__WHAT YOU NEED TO DO__: Every line of the records below that holds the word "sticker" belongs in the answer.

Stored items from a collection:
____

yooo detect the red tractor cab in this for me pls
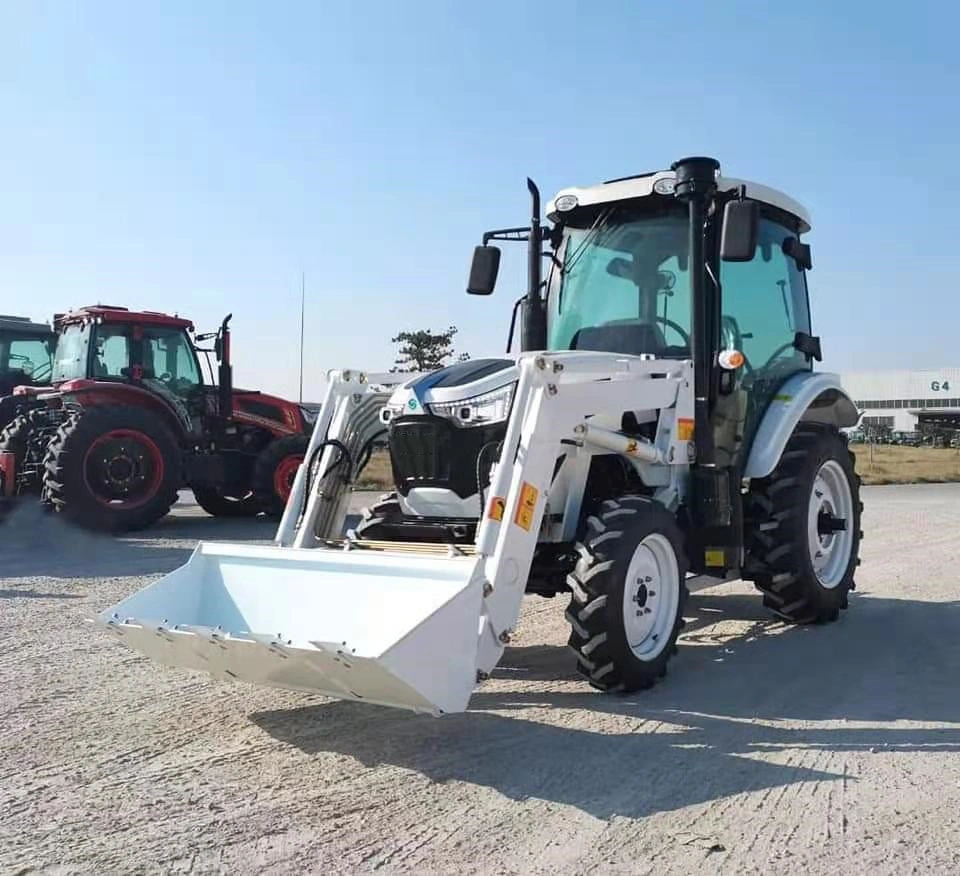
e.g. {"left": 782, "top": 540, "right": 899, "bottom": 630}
{"left": 0, "top": 305, "right": 310, "bottom": 531}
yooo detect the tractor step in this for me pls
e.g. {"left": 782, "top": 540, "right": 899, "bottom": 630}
{"left": 96, "top": 541, "right": 485, "bottom": 714}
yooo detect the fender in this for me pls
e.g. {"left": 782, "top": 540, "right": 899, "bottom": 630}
{"left": 743, "top": 370, "right": 860, "bottom": 479}
{"left": 58, "top": 381, "right": 189, "bottom": 440}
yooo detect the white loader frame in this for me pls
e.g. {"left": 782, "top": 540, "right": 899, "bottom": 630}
{"left": 97, "top": 351, "right": 696, "bottom": 714}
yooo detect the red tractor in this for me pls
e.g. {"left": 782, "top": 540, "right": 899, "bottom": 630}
{"left": 0, "top": 305, "right": 310, "bottom": 531}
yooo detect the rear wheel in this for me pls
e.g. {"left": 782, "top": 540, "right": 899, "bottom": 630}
{"left": 252, "top": 434, "right": 309, "bottom": 518}
{"left": 191, "top": 486, "right": 260, "bottom": 518}
{"left": 565, "top": 496, "right": 688, "bottom": 692}
{"left": 43, "top": 405, "right": 181, "bottom": 532}
{"left": 744, "top": 424, "right": 862, "bottom": 623}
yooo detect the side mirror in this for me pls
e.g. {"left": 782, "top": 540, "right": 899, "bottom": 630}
{"left": 214, "top": 337, "right": 223, "bottom": 361}
{"left": 783, "top": 236, "right": 813, "bottom": 270}
{"left": 467, "top": 245, "right": 501, "bottom": 295}
{"left": 720, "top": 199, "right": 759, "bottom": 262}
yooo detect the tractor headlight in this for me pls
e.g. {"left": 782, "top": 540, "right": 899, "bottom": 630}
{"left": 428, "top": 383, "right": 515, "bottom": 427}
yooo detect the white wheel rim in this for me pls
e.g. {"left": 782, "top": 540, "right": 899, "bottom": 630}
{"left": 621, "top": 533, "right": 681, "bottom": 660}
{"left": 807, "top": 459, "right": 855, "bottom": 589}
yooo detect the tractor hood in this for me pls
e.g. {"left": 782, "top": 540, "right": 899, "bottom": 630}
{"left": 386, "top": 358, "right": 518, "bottom": 417}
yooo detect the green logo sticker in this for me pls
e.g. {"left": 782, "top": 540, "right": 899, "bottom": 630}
{"left": 408, "top": 399, "right": 418, "bottom": 409}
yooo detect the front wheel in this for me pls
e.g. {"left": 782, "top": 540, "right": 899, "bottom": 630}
{"left": 252, "top": 434, "right": 309, "bottom": 518}
{"left": 565, "top": 496, "right": 688, "bottom": 692}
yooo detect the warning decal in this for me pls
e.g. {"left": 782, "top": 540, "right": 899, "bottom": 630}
{"left": 513, "top": 482, "right": 539, "bottom": 531}
{"left": 487, "top": 496, "right": 506, "bottom": 521}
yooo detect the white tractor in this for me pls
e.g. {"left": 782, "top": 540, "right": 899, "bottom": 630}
{"left": 96, "top": 156, "right": 862, "bottom": 715}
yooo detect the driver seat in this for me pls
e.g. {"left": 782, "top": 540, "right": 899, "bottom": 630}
{"left": 569, "top": 320, "right": 668, "bottom": 358}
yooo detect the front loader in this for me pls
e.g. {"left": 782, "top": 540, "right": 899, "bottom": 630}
{"left": 96, "top": 156, "right": 862, "bottom": 715}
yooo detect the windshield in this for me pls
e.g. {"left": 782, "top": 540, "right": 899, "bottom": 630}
{"left": 0, "top": 334, "right": 53, "bottom": 381}
{"left": 547, "top": 208, "right": 691, "bottom": 358}
{"left": 52, "top": 324, "right": 91, "bottom": 382}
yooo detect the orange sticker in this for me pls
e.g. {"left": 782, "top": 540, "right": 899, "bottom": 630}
{"left": 513, "top": 482, "right": 539, "bottom": 531}
{"left": 677, "top": 417, "right": 694, "bottom": 441}
{"left": 487, "top": 496, "right": 505, "bottom": 521}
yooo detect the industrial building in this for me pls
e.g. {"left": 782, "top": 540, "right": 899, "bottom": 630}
{"left": 839, "top": 368, "right": 960, "bottom": 434}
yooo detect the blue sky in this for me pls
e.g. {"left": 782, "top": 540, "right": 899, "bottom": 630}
{"left": 1, "top": 1, "right": 956, "bottom": 400}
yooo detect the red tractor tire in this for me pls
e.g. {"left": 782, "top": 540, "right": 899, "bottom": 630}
{"left": 253, "top": 434, "right": 309, "bottom": 519}
{"left": 43, "top": 405, "right": 181, "bottom": 533}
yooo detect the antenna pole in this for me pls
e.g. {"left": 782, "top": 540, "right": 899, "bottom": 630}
{"left": 299, "top": 271, "right": 305, "bottom": 403}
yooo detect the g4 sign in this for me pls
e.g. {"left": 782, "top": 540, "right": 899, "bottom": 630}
{"left": 931, "top": 380, "right": 951, "bottom": 392}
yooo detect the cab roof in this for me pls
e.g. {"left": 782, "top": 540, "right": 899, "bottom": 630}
{"left": 547, "top": 169, "right": 811, "bottom": 233}
{"left": 0, "top": 314, "right": 53, "bottom": 336}
{"left": 55, "top": 305, "right": 194, "bottom": 331}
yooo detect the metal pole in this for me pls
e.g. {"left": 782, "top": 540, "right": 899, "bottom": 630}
{"left": 299, "top": 271, "right": 305, "bottom": 403}
{"left": 672, "top": 156, "right": 719, "bottom": 467}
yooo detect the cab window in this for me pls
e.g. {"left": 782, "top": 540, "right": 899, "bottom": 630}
{"left": 143, "top": 327, "right": 201, "bottom": 395}
{"left": 720, "top": 216, "right": 812, "bottom": 446}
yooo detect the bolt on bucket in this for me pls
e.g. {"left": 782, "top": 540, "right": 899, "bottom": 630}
{"left": 96, "top": 542, "right": 485, "bottom": 714}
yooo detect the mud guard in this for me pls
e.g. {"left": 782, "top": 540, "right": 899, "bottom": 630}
{"left": 743, "top": 371, "right": 860, "bottom": 479}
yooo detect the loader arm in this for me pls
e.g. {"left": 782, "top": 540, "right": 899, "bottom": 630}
{"left": 275, "top": 369, "right": 417, "bottom": 548}
{"left": 96, "top": 352, "right": 692, "bottom": 715}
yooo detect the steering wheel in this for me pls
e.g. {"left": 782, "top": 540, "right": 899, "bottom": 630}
{"left": 654, "top": 316, "right": 690, "bottom": 347}
{"left": 758, "top": 341, "right": 798, "bottom": 372}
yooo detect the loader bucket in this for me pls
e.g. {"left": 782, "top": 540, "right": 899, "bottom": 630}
{"left": 96, "top": 542, "right": 485, "bottom": 715}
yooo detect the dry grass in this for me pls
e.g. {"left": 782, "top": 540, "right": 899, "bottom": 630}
{"left": 852, "top": 444, "right": 960, "bottom": 486}
{"left": 356, "top": 445, "right": 960, "bottom": 492}
{"left": 355, "top": 448, "right": 394, "bottom": 489}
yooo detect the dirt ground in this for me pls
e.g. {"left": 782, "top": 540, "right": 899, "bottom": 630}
{"left": 2, "top": 484, "right": 960, "bottom": 874}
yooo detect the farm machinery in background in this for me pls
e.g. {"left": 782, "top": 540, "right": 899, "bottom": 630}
{"left": 0, "top": 314, "right": 56, "bottom": 431}
{"left": 0, "top": 305, "right": 311, "bottom": 531}
{"left": 98, "top": 155, "right": 863, "bottom": 715}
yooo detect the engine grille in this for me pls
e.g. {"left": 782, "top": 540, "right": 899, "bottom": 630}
{"left": 388, "top": 415, "right": 506, "bottom": 499}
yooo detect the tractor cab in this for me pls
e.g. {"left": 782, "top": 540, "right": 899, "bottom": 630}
{"left": 53, "top": 308, "right": 205, "bottom": 404}
{"left": 0, "top": 315, "right": 55, "bottom": 397}
{"left": 538, "top": 171, "right": 820, "bottom": 460}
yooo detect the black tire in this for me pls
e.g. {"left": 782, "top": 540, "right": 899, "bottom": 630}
{"left": 252, "top": 434, "right": 309, "bottom": 518}
{"left": 0, "top": 409, "right": 62, "bottom": 497}
{"left": 565, "top": 495, "right": 688, "bottom": 692}
{"left": 0, "top": 413, "right": 31, "bottom": 466}
{"left": 0, "top": 413, "right": 31, "bottom": 501}
{"left": 353, "top": 492, "right": 402, "bottom": 539}
{"left": 743, "top": 423, "right": 862, "bottom": 624}
{"left": 43, "top": 405, "right": 181, "bottom": 533}
{"left": 191, "top": 486, "right": 260, "bottom": 518}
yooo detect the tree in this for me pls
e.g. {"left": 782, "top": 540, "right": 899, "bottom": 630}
{"left": 390, "top": 325, "right": 470, "bottom": 372}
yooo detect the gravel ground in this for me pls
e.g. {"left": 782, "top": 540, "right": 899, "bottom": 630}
{"left": 2, "top": 484, "right": 959, "bottom": 874}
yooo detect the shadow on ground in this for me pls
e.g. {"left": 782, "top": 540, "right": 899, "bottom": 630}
{"left": 0, "top": 499, "right": 276, "bottom": 579}
{"left": 252, "top": 591, "right": 960, "bottom": 821}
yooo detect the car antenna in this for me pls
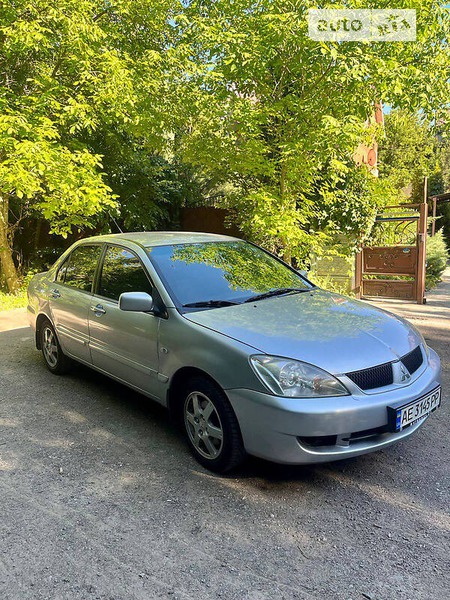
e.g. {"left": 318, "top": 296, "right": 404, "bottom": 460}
{"left": 109, "top": 213, "right": 124, "bottom": 233}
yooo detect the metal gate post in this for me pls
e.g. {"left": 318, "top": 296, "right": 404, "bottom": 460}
{"left": 431, "top": 196, "right": 437, "bottom": 237}
{"left": 416, "top": 202, "right": 428, "bottom": 304}
{"left": 354, "top": 251, "right": 363, "bottom": 298}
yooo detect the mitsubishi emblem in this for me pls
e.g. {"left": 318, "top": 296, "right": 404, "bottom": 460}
{"left": 400, "top": 364, "right": 411, "bottom": 382}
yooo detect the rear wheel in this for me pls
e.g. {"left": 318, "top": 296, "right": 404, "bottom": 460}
{"left": 40, "top": 319, "right": 72, "bottom": 375}
{"left": 182, "top": 376, "right": 246, "bottom": 473}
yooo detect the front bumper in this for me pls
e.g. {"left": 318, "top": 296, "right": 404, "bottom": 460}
{"left": 227, "top": 348, "right": 442, "bottom": 464}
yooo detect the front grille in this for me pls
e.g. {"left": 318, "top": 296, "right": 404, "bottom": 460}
{"left": 346, "top": 362, "right": 393, "bottom": 390}
{"left": 345, "top": 345, "right": 423, "bottom": 392}
{"left": 401, "top": 345, "right": 423, "bottom": 375}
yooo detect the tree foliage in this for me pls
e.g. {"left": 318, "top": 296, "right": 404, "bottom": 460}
{"left": 174, "top": 0, "right": 450, "bottom": 263}
{"left": 1, "top": 0, "right": 449, "bottom": 292}
{"left": 378, "top": 109, "right": 437, "bottom": 203}
{"left": 426, "top": 229, "right": 449, "bottom": 289}
{"left": 0, "top": 0, "right": 179, "bottom": 290}
{"left": 378, "top": 108, "right": 450, "bottom": 246}
{"left": 432, "top": 139, "right": 450, "bottom": 245}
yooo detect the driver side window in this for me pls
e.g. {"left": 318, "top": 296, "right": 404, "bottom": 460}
{"left": 98, "top": 246, "right": 153, "bottom": 301}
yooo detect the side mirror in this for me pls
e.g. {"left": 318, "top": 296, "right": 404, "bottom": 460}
{"left": 119, "top": 292, "right": 154, "bottom": 313}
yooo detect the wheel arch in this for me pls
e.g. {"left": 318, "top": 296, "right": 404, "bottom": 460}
{"left": 35, "top": 313, "right": 52, "bottom": 349}
{"left": 167, "top": 366, "right": 226, "bottom": 422}
{"left": 168, "top": 365, "right": 247, "bottom": 472}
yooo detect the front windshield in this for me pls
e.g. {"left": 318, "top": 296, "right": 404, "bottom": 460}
{"left": 146, "top": 240, "right": 311, "bottom": 308}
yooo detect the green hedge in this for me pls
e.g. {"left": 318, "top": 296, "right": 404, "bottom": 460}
{"left": 426, "top": 229, "right": 449, "bottom": 289}
{"left": 0, "top": 269, "right": 38, "bottom": 312}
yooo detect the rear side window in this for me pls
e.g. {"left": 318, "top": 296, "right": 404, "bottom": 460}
{"left": 99, "top": 246, "right": 152, "bottom": 301}
{"left": 61, "top": 245, "right": 102, "bottom": 292}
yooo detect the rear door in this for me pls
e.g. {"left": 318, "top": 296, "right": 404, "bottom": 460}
{"left": 88, "top": 245, "right": 161, "bottom": 398}
{"left": 49, "top": 244, "right": 102, "bottom": 363}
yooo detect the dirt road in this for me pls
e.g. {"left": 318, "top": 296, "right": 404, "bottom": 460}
{"left": 0, "top": 274, "right": 449, "bottom": 600}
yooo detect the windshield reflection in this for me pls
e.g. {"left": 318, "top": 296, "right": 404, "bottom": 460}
{"left": 147, "top": 241, "right": 310, "bottom": 308}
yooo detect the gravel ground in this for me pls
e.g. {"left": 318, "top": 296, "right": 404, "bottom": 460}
{"left": 0, "top": 273, "right": 449, "bottom": 600}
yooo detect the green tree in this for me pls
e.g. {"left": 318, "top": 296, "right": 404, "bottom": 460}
{"left": 378, "top": 109, "right": 437, "bottom": 202}
{"left": 174, "top": 0, "right": 450, "bottom": 263}
{"left": 0, "top": 0, "right": 178, "bottom": 292}
{"left": 432, "top": 140, "right": 450, "bottom": 244}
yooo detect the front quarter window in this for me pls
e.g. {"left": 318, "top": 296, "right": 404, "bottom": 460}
{"left": 55, "top": 259, "right": 68, "bottom": 283}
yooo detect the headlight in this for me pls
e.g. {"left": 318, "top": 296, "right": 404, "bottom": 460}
{"left": 250, "top": 355, "right": 349, "bottom": 398}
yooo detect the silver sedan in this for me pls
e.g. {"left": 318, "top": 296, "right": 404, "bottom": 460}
{"left": 27, "top": 232, "right": 442, "bottom": 472}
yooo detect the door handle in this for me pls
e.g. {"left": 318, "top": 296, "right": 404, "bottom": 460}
{"left": 90, "top": 304, "right": 106, "bottom": 315}
{"left": 50, "top": 289, "right": 61, "bottom": 299}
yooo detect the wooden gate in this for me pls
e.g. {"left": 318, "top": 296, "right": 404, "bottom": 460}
{"left": 354, "top": 202, "right": 428, "bottom": 304}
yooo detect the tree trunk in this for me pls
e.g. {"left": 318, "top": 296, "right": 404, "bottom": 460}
{"left": 0, "top": 194, "right": 20, "bottom": 293}
{"left": 283, "top": 246, "right": 292, "bottom": 265}
{"left": 34, "top": 218, "right": 42, "bottom": 251}
{"left": 280, "top": 163, "right": 292, "bottom": 265}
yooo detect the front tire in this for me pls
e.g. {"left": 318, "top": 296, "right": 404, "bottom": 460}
{"left": 39, "top": 319, "right": 72, "bottom": 375}
{"left": 182, "top": 376, "right": 246, "bottom": 473}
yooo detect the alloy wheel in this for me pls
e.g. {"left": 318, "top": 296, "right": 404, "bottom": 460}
{"left": 42, "top": 326, "right": 58, "bottom": 368}
{"left": 184, "top": 391, "right": 224, "bottom": 460}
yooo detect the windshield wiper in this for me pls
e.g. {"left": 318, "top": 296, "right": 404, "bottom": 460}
{"left": 244, "top": 288, "right": 308, "bottom": 303}
{"left": 182, "top": 300, "right": 241, "bottom": 309}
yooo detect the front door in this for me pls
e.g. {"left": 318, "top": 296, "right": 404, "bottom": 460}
{"left": 88, "top": 245, "right": 161, "bottom": 399}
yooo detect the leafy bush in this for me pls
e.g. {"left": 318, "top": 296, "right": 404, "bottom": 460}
{"left": 0, "top": 269, "right": 38, "bottom": 312}
{"left": 0, "top": 289, "right": 27, "bottom": 311}
{"left": 309, "top": 273, "right": 354, "bottom": 296}
{"left": 308, "top": 250, "right": 354, "bottom": 295}
{"left": 426, "top": 229, "right": 449, "bottom": 289}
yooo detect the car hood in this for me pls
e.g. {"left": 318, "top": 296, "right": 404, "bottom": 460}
{"left": 183, "top": 290, "right": 423, "bottom": 374}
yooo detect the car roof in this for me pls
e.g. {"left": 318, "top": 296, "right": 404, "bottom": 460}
{"left": 79, "top": 231, "right": 242, "bottom": 248}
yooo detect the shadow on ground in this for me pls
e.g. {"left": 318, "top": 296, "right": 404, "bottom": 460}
{"left": 0, "top": 271, "right": 449, "bottom": 599}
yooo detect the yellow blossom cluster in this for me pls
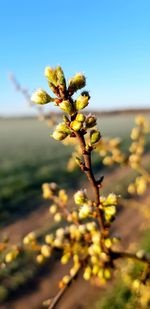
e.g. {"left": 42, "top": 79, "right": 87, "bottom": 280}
{"left": 96, "top": 137, "right": 125, "bottom": 166}
{"left": 129, "top": 115, "right": 149, "bottom": 169}
{"left": 120, "top": 257, "right": 150, "bottom": 308}
{"left": 28, "top": 184, "right": 121, "bottom": 286}
{"left": 127, "top": 115, "right": 150, "bottom": 195}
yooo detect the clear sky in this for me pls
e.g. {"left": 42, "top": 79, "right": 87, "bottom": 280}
{"left": 1, "top": 0, "right": 150, "bottom": 115}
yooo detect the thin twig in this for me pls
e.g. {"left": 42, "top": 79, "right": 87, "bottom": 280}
{"left": 111, "top": 250, "right": 150, "bottom": 265}
{"left": 74, "top": 131, "right": 109, "bottom": 253}
{"left": 48, "top": 266, "right": 82, "bottom": 309}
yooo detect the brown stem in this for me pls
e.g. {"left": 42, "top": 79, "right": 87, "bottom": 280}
{"left": 75, "top": 132, "right": 98, "bottom": 197}
{"left": 74, "top": 131, "right": 108, "bottom": 252}
{"left": 48, "top": 266, "right": 81, "bottom": 309}
{"left": 111, "top": 250, "right": 150, "bottom": 265}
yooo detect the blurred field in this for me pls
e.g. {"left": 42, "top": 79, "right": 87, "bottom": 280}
{"left": 0, "top": 112, "right": 150, "bottom": 308}
{"left": 0, "top": 118, "right": 74, "bottom": 226}
{"left": 1, "top": 113, "right": 150, "bottom": 225}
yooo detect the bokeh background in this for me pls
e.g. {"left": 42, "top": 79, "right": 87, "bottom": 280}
{"left": 0, "top": 1, "right": 150, "bottom": 308}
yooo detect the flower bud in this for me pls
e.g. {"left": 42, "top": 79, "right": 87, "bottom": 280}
{"left": 41, "top": 245, "right": 51, "bottom": 257}
{"left": 109, "top": 138, "right": 121, "bottom": 147}
{"left": 132, "top": 279, "right": 141, "bottom": 290}
{"left": 54, "top": 213, "right": 62, "bottom": 222}
{"left": 45, "top": 234, "right": 54, "bottom": 244}
{"left": 5, "top": 251, "right": 18, "bottom": 263}
{"left": 128, "top": 183, "right": 136, "bottom": 194}
{"left": 85, "top": 115, "right": 96, "bottom": 128}
{"left": 53, "top": 238, "right": 62, "bottom": 247}
{"left": 68, "top": 73, "right": 86, "bottom": 94}
{"left": 44, "top": 67, "right": 58, "bottom": 86}
{"left": 106, "top": 193, "right": 117, "bottom": 205}
{"left": 70, "top": 264, "right": 80, "bottom": 276}
{"left": 56, "top": 66, "right": 66, "bottom": 86}
{"left": 59, "top": 189, "right": 68, "bottom": 203}
{"left": 61, "top": 253, "right": 71, "bottom": 264}
{"left": 104, "top": 238, "right": 112, "bottom": 248}
{"left": 98, "top": 270, "right": 105, "bottom": 280}
{"left": 76, "top": 113, "right": 86, "bottom": 122}
{"left": 103, "top": 156, "right": 113, "bottom": 165}
{"left": 56, "top": 228, "right": 65, "bottom": 238}
{"left": 59, "top": 100, "right": 74, "bottom": 115}
{"left": 52, "top": 130, "right": 68, "bottom": 141}
{"left": 36, "top": 254, "right": 45, "bottom": 264}
{"left": 42, "top": 183, "right": 54, "bottom": 199}
{"left": 75, "top": 95, "right": 89, "bottom": 111}
{"left": 86, "top": 222, "right": 96, "bottom": 232}
{"left": 49, "top": 204, "right": 57, "bottom": 214}
{"left": 90, "top": 130, "right": 101, "bottom": 144}
{"left": 70, "top": 120, "right": 82, "bottom": 131}
{"left": 104, "top": 268, "right": 111, "bottom": 279}
{"left": 131, "top": 128, "right": 140, "bottom": 140}
{"left": 136, "top": 249, "right": 145, "bottom": 259}
{"left": 23, "top": 232, "right": 36, "bottom": 245}
{"left": 31, "top": 88, "right": 53, "bottom": 105}
{"left": 83, "top": 266, "right": 92, "bottom": 280}
{"left": 74, "top": 190, "right": 87, "bottom": 205}
{"left": 56, "top": 122, "right": 70, "bottom": 134}
{"left": 104, "top": 206, "right": 116, "bottom": 217}
{"left": 79, "top": 204, "right": 91, "bottom": 219}
{"left": 62, "top": 275, "right": 70, "bottom": 284}
{"left": 92, "top": 265, "right": 99, "bottom": 275}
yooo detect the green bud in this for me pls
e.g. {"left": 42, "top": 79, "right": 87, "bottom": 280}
{"left": 70, "top": 120, "right": 82, "bottom": 131}
{"left": 59, "top": 100, "right": 74, "bottom": 115}
{"left": 86, "top": 114, "right": 96, "bottom": 128}
{"left": 31, "top": 88, "right": 53, "bottom": 105}
{"left": 68, "top": 73, "right": 86, "bottom": 94}
{"left": 76, "top": 113, "right": 86, "bottom": 122}
{"left": 52, "top": 130, "right": 68, "bottom": 141}
{"left": 75, "top": 95, "right": 89, "bottom": 111}
{"left": 90, "top": 129, "right": 101, "bottom": 144}
{"left": 44, "top": 67, "right": 58, "bottom": 86}
{"left": 56, "top": 122, "right": 70, "bottom": 134}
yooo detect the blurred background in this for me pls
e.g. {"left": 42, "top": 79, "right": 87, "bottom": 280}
{"left": 0, "top": 0, "right": 150, "bottom": 308}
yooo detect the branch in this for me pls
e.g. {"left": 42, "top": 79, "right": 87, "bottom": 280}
{"left": 47, "top": 266, "right": 82, "bottom": 309}
{"left": 75, "top": 132, "right": 105, "bottom": 224}
{"left": 111, "top": 250, "right": 150, "bottom": 265}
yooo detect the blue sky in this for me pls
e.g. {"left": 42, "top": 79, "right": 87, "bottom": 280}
{"left": 1, "top": 0, "right": 150, "bottom": 115}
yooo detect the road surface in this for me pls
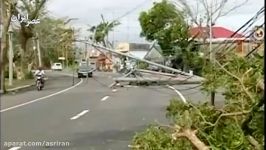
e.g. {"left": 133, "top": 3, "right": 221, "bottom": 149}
{"left": 1, "top": 71, "right": 224, "bottom": 150}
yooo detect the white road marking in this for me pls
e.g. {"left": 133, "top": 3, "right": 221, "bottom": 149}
{"left": 108, "top": 82, "right": 117, "bottom": 88}
{"left": 0, "top": 79, "right": 83, "bottom": 113}
{"left": 112, "top": 89, "right": 117, "bottom": 92}
{"left": 124, "top": 85, "right": 138, "bottom": 88}
{"left": 166, "top": 85, "right": 187, "bottom": 104}
{"left": 9, "top": 147, "right": 21, "bottom": 150}
{"left": 70, "top": 110, "right": 89, "bottom": 120}
{"left": 101, "top": 96, "right": 110, "bottom": 101}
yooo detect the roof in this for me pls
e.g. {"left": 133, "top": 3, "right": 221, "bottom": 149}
{"left": 116, "top": 42, "right": 150, "bottom": 52}
{"left": 129, "top": 43, "right": 150, "bottom": 51}
{"left": 144, "top": 46, "right": 164, "bottom": 63}
{"left": 128, "top": 51, "right": 148, "bottom": 59}
{"left": 189, "top": 26, "right": 245, "bottom": 39}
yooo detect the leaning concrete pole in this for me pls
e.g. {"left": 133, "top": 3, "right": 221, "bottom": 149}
{"left": 74, "top": 40, "right": 189, "bottom": 75}
{"left": 89, "top": 42, "right": 203, "bottom": 78}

____

__EXPECTED OUTPUT__:
yooo detect the green logo sticker in this for me pls
yooo detect the orange sticker in this for me pls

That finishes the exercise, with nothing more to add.